→ **Document excerpt**

• • • •

On Sat, 2018-06-23 at 16:40 -0400, Jeffrey Ross wrote:
> 
> On 06/22/2018 07:54 AM, Berend De Schouwer wrote:
> > On Fri, 2018-06-22 at 07:37 -0400, Jeffrey Ross wrote:
> > > At one point Fedora had something (keyring?) that would allow me
> > > to
> > > unlock my SSH private keys and it would keep the unlocked key
> > > available
> > > so I could ssh without having to unlock my key every time.  I
> > > typically
> > > run a simple "terminal" window and then "ssh <hostname>" since my
> > > key
> > > is
> > > not retained unlocked I'm prompted for a password.
> > > 
> > > Fast forward to today, the system had been reinstalled (new
> > > hardware,
> > > new disks, etc) and I no longer have that ability.  I'm currently
> > > runn
> > > Fedora 28 and the desktop is "Gnome", I'm sure it is just a
> > > matter
> > > of
> > > installing/configuring/running the correct application.... but
> > > which
> > > one?

• • • •

→ **Listed records**
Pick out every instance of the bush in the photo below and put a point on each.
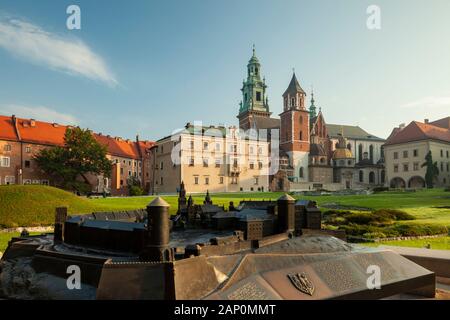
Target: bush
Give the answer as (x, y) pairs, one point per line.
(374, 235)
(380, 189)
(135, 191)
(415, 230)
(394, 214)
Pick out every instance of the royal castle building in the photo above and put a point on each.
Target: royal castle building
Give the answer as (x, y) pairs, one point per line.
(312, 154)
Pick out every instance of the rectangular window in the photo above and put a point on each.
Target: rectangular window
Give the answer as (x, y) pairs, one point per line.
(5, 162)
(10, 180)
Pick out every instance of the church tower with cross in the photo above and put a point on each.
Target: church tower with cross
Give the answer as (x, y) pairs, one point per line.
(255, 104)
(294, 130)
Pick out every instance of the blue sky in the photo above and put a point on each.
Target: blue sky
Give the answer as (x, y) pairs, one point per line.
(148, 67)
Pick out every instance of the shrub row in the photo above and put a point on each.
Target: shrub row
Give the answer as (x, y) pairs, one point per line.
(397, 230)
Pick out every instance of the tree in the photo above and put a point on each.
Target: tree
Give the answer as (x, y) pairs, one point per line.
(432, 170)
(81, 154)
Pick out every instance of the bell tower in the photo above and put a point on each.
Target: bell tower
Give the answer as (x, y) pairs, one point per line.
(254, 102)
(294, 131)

• • • •

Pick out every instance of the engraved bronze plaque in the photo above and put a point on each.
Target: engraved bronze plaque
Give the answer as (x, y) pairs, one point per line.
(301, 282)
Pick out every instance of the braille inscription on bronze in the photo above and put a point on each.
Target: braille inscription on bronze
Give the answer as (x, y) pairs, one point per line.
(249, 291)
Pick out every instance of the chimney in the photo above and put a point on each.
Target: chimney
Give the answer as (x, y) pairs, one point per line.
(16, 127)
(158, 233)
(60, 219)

• • • •

→ **Set task 1**
Decide whether each statement agrees with the email about SSH keys: (a) The writer is running Fedora 28. (b) The reinstalled system kept its original disks. (c) The writer usually connects by opening a terminal window and running ssh. Answer yes or no for each, quoting the deciding words.
→ **Set task 2**
Count the lines of the listing that contain the string "tree", treating case as significant. Give only the number.
The listing is unrelated to the email about SSH keys.

→ **Output 1**
(a) Yes: "Fedora 28"
(b) No: "new disks, etc"
(c) Yes: "run a simple "terminal" window and then "ssh <hostname>""

→ **Output 2**
2